— start GIVEN DATA —

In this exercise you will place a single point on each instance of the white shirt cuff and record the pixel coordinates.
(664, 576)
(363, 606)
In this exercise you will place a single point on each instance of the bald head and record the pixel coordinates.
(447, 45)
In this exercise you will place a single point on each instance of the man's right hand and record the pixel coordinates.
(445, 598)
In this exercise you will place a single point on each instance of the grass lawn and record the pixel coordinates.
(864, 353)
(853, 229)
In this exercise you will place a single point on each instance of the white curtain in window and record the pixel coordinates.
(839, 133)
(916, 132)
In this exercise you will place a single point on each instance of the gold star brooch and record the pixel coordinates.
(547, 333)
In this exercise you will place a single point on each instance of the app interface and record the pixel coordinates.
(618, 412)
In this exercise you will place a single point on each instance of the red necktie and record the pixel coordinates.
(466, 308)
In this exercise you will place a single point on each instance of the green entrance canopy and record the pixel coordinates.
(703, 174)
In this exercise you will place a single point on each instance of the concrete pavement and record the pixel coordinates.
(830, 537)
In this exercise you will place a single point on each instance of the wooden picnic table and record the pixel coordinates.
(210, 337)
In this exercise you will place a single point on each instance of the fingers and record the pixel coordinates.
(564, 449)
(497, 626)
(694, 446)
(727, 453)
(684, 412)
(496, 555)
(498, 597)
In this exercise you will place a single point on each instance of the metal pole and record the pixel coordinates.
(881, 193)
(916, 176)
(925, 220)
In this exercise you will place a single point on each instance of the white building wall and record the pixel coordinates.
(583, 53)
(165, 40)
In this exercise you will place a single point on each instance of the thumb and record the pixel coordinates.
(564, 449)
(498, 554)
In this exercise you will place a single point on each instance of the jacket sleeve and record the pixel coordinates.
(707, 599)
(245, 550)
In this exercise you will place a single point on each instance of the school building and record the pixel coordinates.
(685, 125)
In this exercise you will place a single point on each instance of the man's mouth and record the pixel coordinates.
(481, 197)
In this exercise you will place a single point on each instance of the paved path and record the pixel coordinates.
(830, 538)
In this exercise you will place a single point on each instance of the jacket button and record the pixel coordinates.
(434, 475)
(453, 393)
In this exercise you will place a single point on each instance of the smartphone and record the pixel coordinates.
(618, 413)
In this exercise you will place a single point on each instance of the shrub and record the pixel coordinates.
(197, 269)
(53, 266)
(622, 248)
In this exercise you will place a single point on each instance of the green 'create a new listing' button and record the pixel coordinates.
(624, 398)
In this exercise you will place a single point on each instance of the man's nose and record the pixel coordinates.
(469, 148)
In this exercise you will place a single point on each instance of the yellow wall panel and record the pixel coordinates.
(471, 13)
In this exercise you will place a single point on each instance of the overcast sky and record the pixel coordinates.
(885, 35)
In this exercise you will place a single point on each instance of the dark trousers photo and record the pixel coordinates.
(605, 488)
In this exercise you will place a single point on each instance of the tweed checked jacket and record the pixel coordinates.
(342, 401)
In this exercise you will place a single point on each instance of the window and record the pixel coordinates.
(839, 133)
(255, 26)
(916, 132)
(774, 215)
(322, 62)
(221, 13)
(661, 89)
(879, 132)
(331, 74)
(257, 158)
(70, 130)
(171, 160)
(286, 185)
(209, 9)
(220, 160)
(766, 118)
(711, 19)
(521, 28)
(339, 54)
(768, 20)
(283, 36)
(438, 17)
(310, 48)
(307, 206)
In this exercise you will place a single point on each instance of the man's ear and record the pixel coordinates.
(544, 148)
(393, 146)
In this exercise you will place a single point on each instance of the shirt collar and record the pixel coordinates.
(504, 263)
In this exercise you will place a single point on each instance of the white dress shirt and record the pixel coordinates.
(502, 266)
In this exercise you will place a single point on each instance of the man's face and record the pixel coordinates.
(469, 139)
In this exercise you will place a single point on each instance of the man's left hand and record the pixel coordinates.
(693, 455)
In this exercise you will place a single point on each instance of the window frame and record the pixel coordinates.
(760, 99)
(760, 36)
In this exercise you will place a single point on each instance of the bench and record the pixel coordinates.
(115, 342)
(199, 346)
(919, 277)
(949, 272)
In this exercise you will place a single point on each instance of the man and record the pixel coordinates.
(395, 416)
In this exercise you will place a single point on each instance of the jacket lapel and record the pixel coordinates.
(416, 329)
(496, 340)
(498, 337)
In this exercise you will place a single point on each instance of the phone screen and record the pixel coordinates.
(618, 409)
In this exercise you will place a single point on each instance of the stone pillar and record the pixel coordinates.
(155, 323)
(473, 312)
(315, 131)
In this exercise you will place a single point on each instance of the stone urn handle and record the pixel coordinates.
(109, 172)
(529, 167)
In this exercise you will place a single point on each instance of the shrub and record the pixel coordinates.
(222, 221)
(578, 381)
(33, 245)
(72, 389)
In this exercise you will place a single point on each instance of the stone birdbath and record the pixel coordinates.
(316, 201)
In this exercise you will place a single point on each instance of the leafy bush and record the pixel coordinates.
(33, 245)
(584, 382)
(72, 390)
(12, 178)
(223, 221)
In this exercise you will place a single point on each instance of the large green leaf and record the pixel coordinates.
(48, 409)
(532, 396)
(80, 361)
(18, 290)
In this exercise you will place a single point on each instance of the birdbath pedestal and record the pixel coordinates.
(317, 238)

— end GIVEN DATA —

Give back exactly the lines from the line holding "frame and record the pixel coordinates." through the last line of the listing, including both.

In this exercise you will place a single point on each instance of the window frame and record the pixel coordinates.
(760, 99)
(760, 36)
In this exercise you will place a single point on each instance of the bench and record the pixel coordinates.
(115, 342)
(199, 346)
(919, 277)
(949, 272)
In this exercise you will place a single point on each instance of the man and record the pixel coordinates.
(395, 416)
In this exercise you will place a single point on each instance of the jacket lapel and record the pixel coordinates.
(416, 329)
(496, 340)
(498, 337)
In this exercise you will place a single point on each instance of the phone screen and record the pixel coordinates.
(618, 409)
In this exercise you will place a single point on each instance of the stone pillar and record the pixel coordinates.
(155, 323)
(473, 312)
(315, 131)
In this exercise you will place a single point on each instance of the stone urn handle and record the pixel coordinates.
(109, 172)
(529, 167)
In this exercise you will place a single point on each instance of the shrub and record the pixel coordinates.
(222, 221)
(578, 381)
(33, 245)
(72, 389)
In this exercise you will place a single point on each instance of the stone birdbath and record the pixel coordinates.
(316, 201)
In this exercise you will place a single point on each instance of the leafy bush and record the pixel coordinates.
(33, 245)
(584, 382)
(72, 390)
(12, 178)
(223, 221)
In this exercise you will place a single point on each instance of the large green leaf and record the pixel coordinates.
(48, 409)
(532, 396)
(80, 361)
(18, 290)
In this exercise you will place a single point on each instance of the birdbath pedestal and record the pixel coordinates.
(317, 238)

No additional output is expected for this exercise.